#### [WHAT TO WORK ON]
List every symbol that the week 2 flashcards below define for the Bayes Information Criterion formula, and give the meaning stated for each.

Week 2 Flashcards
How do we minimise the error on a regression?
Minimise the MSE by optimising B0 and B1, the y intercept and the slope.
What is an overdetermined linear system
More equations than unknowns.
Describe the Linear Least Squares method
Create a function of the sum of all the squared errors for each of the x and y values.
Perform partial derivatives for each variable, then set them to 0 and solve the simultaneous equations.
Explained variation vs unexplained variation
Explained variation is difference between your graph (x,y) and the mean of Y at x.
Unexplained is the difference between your graph (x,y) and the true value of Y at X.
Total variation is the sum
We can use our models for prediction. What else can we use them for?
Interpretation to gain insights from the data.
e.g.
Gather x,y, train model by finding lambda that gives best prediction
Focus on lambda rather than yp to generate insights
(understand what makes cars safer for example)
How do we enhance the linear regression model?
Use polynomials to fit the curvature of the data (they help to find variables that explain variations in data better)
Why is Polynomial still linear?
As the outcome is a linear combination of features
The non-linear relationship between one feature and another doesn’t make the algorithm non-linear, it is the algorithm itself that is still a linear combination of features.
How do we choose the order of polynomial models?
Using Bayes Information Criterion
BIC = nln(SSe) - nln(n) + ln(n)p
p is number of parameters
n is number of observations
ln is the natural log
SSe is sum of squared error.
Minimise it to balance error and generalisability
What is an interaction term
Combining variables if both happen at the same time (like smoking and having lung cancer)
How do we sample appropriately when doing cross validation?
Not random sampling, stratified.
Whats stratified sampling
Stratified sampling is a sampling technique where the samples are selected in the same proportion as
they appear in the population.
For example, if the population of interest has 60% CEOs and 40% CTOs, then we divide the
population into 2 groups and choose 60% from the CEO group and 40% from the CTO group.

#### [INPUT DATA]

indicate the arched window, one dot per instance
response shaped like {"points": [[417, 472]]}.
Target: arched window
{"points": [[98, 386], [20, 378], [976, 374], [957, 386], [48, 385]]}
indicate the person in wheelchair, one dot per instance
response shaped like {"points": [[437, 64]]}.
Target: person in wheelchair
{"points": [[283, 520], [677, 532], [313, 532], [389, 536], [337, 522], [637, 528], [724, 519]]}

==

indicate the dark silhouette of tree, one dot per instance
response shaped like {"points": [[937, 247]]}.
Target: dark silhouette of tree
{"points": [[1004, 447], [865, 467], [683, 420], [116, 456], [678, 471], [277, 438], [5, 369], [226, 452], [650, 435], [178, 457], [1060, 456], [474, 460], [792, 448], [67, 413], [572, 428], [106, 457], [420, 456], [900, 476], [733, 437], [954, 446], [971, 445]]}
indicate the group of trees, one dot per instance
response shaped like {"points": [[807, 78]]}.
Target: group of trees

#### [TASK SOLUTION]
- p: number of parameters
- n: number of observations
- ln: the natural log
- SSe: sum of squared error